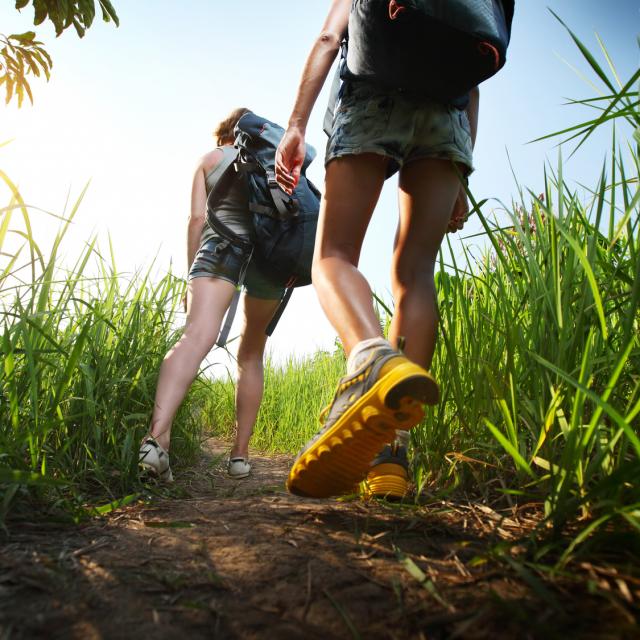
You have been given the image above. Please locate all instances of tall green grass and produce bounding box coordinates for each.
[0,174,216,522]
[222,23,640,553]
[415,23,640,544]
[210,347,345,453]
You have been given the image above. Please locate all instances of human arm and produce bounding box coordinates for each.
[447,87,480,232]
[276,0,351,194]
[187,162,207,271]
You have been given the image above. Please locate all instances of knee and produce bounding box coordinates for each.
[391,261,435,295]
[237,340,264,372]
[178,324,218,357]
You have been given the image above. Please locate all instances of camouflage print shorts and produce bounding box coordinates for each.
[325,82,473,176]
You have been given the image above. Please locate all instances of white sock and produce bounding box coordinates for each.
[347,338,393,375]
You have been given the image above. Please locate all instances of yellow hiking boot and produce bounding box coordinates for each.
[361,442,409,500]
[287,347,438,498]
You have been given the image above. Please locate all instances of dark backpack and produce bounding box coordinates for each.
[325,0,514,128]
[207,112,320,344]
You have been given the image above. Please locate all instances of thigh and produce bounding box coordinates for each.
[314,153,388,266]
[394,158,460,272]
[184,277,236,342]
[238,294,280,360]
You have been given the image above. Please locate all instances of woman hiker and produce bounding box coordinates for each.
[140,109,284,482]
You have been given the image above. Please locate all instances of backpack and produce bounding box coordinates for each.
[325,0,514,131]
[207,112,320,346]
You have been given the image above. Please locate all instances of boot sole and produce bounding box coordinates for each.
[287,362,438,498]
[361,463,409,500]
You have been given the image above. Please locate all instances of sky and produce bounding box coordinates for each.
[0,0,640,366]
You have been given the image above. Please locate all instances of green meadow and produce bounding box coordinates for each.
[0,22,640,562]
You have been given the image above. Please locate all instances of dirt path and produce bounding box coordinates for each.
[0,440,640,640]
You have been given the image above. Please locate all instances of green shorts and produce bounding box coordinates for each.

Exercise goal:
How many lines in the records above contain the word "boot"? Reply with the number only.

Task answer:
2